***** PASSAGE EXTRAIT *****

Il se hâte sans se préoccuper de la direction. Dans les rues de Paris, la nuit, il faut donner l’impression qu’on sait où l’on va. Arrivé à l’une des portes de la ville, Binh-Dû s’aperçoit qu’il est parti à l’opposé de là où il voulait se rendre. Bientôt il n’y aura plus de métro, il s’engouffre dans la bouche. Il grimpe au hasard dans le dernier qui part.
Mais où Binh-Dû voulait-il aller ? À cette heure il ferait mieux de rentrer chez lui. En cette saison où l’on ne dort pas sur les plages. Il se souvient, il désirait se promener parmi les crabes à Mahabalipuram. Il ne se souvient plus du tout s’il s’agit d’un souvenir ou d’un rêve ou d’encore autre chose qui n’est tout de même pas à portée immédiate.
Choisirait-il l’éternité auprès de la femme aimée plus qu’aucune autre au monde, ou préférerait-il poursuivre l'inconstante aventure du vieillissement ? La réponse ne va pas de soi, de même le lapin aux pommes de terre n’a pas le même goût selon qu’on le cuisine en cocote ou à la poêle. L’éternité ne laisse d’autre issue que le suicide, est-ce désirable ?

jeudi 8 novembre 2018

8 novembre

La vieillesse commence quand on ne se demande plus à quoi employer son temps. Certains s’y prennent très en avance. Binh-Dû trouvait judicieux de se rendormir dès qu’il avait une heure ou deux à sa disposition – il avait entendu dire que les os poussaient mieux en position allongée. Il n’est pas très grand et se tient sensiblement de travers.

*****

• _CONSIGNES ÉCRITES_:
1. Reformulez sous forme de liste le paragraphe du récit sur Binh-Dû qui commence par « La vieillesse commence », en conservant ses faits essentiels.
2. Traduisez en anglais la phrase suivante du récit sur Binh-Dû : « Dans les rues de Paris, la nuit, il faut donner l'impression qu'on sait où l'on va. »
3. Poursuivez le récit sur Binh-Dû à partir de sa dernière phrase.
Les lignes proviennent d'une source distincte du récit sur Binh-Dû.

***** DONNÉES FOURNIES *****

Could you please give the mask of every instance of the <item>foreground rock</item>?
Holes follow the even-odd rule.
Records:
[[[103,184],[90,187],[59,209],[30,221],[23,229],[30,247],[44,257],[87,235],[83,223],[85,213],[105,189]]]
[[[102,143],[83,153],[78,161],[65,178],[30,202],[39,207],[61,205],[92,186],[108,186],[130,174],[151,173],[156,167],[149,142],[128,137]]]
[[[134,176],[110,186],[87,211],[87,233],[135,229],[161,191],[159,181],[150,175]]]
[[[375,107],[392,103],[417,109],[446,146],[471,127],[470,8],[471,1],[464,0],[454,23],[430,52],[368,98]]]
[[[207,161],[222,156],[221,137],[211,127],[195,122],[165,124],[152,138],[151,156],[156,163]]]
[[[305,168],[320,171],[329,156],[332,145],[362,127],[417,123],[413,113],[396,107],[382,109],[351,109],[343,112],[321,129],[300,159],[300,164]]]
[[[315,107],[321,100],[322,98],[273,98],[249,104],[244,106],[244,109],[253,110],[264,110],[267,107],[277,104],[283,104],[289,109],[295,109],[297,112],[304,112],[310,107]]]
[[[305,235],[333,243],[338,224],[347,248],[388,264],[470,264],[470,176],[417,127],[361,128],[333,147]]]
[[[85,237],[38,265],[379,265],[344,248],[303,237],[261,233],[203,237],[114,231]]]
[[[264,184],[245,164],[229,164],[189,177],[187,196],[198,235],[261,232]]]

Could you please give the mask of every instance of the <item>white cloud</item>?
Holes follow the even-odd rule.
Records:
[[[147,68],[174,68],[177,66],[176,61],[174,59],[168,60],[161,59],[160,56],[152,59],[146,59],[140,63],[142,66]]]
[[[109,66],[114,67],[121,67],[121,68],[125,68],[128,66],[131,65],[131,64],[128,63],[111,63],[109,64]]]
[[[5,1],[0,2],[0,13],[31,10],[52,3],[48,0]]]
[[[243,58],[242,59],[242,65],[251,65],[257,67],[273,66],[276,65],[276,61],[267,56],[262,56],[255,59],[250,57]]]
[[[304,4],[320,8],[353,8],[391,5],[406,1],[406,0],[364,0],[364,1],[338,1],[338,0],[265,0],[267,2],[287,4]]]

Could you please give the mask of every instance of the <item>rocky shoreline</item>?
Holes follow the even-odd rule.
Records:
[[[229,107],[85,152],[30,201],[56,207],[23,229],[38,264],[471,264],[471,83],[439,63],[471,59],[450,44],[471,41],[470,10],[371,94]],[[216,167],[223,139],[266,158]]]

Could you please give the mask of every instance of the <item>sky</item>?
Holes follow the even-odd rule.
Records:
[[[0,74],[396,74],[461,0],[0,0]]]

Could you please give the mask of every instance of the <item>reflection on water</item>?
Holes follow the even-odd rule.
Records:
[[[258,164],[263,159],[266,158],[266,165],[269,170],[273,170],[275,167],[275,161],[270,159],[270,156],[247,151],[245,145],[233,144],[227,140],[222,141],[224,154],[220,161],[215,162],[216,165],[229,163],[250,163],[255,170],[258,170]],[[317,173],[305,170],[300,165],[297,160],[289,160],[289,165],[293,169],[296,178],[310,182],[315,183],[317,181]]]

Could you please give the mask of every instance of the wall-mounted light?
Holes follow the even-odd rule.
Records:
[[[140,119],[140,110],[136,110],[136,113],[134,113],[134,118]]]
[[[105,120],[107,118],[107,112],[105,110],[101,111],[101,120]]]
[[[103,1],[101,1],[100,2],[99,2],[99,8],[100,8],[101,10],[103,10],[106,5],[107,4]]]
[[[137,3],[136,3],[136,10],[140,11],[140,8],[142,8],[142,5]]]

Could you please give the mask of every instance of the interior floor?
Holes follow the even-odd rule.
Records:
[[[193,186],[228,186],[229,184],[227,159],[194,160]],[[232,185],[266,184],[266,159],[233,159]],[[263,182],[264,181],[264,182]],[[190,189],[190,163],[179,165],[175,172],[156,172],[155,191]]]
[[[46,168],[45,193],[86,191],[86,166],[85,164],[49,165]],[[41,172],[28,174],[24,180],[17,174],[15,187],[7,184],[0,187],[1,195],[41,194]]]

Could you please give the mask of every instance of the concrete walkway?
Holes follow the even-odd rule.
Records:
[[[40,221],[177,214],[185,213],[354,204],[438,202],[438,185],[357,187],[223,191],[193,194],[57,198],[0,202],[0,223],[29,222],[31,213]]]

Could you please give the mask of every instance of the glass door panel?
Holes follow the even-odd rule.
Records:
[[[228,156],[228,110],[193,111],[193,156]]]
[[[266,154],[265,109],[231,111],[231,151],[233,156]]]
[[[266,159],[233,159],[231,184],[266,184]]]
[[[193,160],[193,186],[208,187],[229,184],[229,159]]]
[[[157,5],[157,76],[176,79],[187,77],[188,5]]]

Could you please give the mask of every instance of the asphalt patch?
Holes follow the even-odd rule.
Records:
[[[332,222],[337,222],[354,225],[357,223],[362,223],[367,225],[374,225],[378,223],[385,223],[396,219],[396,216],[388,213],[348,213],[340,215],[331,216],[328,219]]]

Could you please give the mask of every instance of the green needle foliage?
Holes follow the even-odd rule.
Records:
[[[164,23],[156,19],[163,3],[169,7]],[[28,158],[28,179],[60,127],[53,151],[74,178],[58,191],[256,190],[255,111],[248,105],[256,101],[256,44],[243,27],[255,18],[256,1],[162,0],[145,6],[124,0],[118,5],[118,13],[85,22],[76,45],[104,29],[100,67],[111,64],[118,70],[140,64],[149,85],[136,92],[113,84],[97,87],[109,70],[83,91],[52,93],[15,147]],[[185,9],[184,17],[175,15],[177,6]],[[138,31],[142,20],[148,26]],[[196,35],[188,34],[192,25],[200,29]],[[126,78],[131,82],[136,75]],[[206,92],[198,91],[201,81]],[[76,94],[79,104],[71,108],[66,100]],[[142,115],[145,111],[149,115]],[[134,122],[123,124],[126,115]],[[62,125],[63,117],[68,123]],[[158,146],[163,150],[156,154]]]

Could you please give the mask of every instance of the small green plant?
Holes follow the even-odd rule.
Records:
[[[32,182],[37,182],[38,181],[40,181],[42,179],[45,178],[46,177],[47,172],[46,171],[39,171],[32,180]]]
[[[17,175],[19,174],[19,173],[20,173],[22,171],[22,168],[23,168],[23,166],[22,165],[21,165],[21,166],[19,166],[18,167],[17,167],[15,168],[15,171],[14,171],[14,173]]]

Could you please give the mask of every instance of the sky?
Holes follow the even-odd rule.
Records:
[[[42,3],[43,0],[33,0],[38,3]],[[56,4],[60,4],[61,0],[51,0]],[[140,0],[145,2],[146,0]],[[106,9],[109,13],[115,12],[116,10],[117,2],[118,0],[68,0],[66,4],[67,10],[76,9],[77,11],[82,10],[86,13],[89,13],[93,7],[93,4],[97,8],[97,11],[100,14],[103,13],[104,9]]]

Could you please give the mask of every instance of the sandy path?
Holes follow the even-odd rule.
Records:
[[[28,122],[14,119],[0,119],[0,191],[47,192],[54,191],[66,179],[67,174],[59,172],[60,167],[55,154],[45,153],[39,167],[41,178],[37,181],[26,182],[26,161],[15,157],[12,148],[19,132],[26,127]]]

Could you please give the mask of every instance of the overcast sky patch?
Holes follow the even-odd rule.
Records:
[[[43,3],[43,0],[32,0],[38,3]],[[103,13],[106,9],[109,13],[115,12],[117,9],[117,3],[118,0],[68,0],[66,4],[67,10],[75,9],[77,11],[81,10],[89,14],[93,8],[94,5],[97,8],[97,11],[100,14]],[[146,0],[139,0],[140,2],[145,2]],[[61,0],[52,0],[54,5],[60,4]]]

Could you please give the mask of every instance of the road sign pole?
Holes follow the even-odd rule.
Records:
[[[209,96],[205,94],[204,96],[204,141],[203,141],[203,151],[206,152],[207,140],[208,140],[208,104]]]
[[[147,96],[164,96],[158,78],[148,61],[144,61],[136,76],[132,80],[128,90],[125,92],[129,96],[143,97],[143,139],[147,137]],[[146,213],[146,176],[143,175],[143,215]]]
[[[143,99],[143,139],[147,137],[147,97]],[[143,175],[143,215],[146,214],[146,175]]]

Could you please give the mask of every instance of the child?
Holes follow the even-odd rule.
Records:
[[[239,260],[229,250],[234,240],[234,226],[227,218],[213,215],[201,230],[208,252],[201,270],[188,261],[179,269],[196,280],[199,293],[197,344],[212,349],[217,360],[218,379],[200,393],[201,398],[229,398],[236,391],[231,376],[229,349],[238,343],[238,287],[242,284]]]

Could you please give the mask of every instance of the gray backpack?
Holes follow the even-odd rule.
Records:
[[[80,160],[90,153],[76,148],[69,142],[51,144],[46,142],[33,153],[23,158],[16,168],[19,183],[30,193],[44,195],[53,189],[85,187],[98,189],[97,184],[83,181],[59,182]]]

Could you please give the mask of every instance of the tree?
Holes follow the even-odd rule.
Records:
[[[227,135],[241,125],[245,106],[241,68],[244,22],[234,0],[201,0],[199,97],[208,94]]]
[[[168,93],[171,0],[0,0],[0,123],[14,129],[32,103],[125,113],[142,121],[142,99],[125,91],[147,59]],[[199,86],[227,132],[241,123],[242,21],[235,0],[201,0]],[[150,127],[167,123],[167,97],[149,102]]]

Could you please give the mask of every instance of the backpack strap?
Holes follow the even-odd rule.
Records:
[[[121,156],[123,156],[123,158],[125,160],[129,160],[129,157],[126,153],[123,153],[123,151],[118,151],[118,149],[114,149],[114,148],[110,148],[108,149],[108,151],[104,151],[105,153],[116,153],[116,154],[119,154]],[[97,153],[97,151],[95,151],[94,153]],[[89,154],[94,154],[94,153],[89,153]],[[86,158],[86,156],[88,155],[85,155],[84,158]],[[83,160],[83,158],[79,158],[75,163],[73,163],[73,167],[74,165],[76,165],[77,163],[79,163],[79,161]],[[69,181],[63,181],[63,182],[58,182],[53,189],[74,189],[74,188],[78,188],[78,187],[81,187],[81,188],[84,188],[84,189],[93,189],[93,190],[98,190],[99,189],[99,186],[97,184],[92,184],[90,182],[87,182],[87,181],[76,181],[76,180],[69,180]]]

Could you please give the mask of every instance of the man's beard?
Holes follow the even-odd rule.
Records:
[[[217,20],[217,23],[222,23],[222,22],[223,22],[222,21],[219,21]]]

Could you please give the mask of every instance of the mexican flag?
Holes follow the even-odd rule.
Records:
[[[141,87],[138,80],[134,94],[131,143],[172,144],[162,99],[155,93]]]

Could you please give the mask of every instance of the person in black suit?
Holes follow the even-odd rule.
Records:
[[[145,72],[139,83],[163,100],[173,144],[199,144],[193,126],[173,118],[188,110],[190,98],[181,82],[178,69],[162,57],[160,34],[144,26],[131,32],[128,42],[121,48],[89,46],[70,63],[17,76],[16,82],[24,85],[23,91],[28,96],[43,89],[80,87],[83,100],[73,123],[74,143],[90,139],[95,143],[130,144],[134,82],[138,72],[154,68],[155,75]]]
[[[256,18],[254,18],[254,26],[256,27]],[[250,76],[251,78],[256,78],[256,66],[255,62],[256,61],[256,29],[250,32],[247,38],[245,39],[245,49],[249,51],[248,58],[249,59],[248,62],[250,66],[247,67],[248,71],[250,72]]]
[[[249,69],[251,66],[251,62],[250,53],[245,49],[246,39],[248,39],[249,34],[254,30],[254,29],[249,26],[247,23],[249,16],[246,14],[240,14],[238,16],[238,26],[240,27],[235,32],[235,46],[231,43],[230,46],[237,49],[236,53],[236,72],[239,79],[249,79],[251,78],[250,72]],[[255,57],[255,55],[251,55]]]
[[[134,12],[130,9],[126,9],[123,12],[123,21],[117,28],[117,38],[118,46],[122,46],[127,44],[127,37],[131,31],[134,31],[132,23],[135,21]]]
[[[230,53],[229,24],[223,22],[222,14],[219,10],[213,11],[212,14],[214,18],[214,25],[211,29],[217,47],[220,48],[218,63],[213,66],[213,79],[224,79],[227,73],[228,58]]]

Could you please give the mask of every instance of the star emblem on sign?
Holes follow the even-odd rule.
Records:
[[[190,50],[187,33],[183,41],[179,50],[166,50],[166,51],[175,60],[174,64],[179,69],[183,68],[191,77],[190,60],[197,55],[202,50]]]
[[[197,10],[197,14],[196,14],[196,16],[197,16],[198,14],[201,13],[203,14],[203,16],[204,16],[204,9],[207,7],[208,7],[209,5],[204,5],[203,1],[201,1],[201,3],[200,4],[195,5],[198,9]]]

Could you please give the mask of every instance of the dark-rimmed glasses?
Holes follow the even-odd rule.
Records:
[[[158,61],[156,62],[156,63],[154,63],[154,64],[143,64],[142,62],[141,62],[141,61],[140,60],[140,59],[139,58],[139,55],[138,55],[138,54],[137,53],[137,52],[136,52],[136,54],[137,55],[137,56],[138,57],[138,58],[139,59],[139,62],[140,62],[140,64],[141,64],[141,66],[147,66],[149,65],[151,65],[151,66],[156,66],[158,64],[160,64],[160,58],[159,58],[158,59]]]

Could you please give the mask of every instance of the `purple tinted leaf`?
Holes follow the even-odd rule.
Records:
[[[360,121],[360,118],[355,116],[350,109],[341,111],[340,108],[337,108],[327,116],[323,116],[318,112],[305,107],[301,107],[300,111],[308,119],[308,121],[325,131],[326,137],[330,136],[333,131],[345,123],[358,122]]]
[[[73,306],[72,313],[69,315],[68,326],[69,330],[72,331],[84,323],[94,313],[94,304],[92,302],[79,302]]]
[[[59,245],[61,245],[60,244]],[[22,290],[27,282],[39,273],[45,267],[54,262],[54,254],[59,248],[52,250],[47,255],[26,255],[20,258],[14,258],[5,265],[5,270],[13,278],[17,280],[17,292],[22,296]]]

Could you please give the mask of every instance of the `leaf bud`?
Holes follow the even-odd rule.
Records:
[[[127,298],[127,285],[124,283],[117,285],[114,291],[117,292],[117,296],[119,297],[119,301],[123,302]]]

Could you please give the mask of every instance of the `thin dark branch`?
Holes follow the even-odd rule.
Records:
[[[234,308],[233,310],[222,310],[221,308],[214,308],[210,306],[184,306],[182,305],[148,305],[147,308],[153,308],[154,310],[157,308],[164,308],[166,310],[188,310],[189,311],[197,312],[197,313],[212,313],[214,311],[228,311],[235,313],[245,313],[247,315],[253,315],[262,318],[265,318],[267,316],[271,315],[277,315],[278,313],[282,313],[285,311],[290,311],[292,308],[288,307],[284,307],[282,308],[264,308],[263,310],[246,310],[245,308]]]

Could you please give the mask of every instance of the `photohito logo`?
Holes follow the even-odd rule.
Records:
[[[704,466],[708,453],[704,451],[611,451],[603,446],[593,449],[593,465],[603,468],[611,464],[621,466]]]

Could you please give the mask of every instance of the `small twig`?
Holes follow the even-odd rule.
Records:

*****

• _RÉPONSES FINALES_:
1.
- La vieillesse commence lorsqu'on ne se demande plus à quoi employer son temps, et certains s'y prennent très en avance.
- Binh-Dû jugeait judicieux de se rendormir dès qu'il avait une heure ou deux devant lui.
- Il avait entendu dire que les os poussent mieux en position allongée.
- Il n'est pas très grand et se tient sensiblement de travers.

2. In the streets of Paris at night, you have to give the impression that you know where you are going.

3.
Ceci dit, rien ne lui interdit de prétendre. Les corbeaux cherchent des graines sur la pelouse tondue pour l’hiver, lui avance à grandes enjambées comme s’il avait vingt ans et des soucis graves plein la tête, un avenir à construire, un passé déjà qui s’effiloche, sa bonne amie qui ne sait plus ce qu’elle veut, ses parents qui le briment.
Mais il aurait trente ans aussi bien, quelle réussite ! Tous ses rêves accomplis et encore de l’espérance à revendre. Ou d’autres vingt ans bien mieux épanouis, il suffit de le voir pour y croire, regardez-le ; croyez-le. Ses chemins de traverse rencontrent vos désirs, votre histoire sera la sienne, par la force du mensonge il conquerra la confiance.

mercredi 7 novembre 2018

7 novembre

Le tigre qui feulait dans l’enclos déploie soudain son corps et de ses griffes déchire la poitrine de Binh-Dû. Cela ne fait pas aussi mal qu’on pourrait le croire, c’est même libératoire en un sens, mais cela n’en reste pas moins effrayant. L’irruption du drame, issu du ludique. Depuis qu’il a perçu la sauvagerie folle dans l’œil d’un chat, Binh-Dû se méfie.
S’il avait attendu de côtoyer des chats pour se méfier... Dans sa jeunesse, il montait en courant au sixième étage pour échapper à des poursuivants imaginaires. Il collectionnait les clefs. Il s’entraînait à ne pas respirer. Il souriait plus que de raison. Ses animaux en peluche étaient marqués d’un disque de feutre rouge fluorescent apposé sur le front.
Vous n’êtes pas si énervé, lui affirme sa "référente" en lui serrant la main. La remarque est aimable, conclusion d’un entretien qui s’est déroulé selon des standards acceptables. Certes, il pourrait davantage manifester ses désaccords. Enfant déjà, il ne savait pas trépigner, hurler ni casser des objets. Il filait droit. Il allait se coucher, rattraper du sommeil en retard.

mardi 6 novembre 2018

6 novembre

Dans sa jeunesse Binh-Dû était camé. Il se souvient, il s’était rendu maître de ses shoots, ce qui revenait à en être tout à fait esclave. Il aurait prétendu gérer, comme ses pairs. Il lui fallait sa dose, entrer dans l’état, ensuite il se sentait fort, capable de doubler, de troubler, d’épuiser le produit, et même mourir il n’en avait plus peur.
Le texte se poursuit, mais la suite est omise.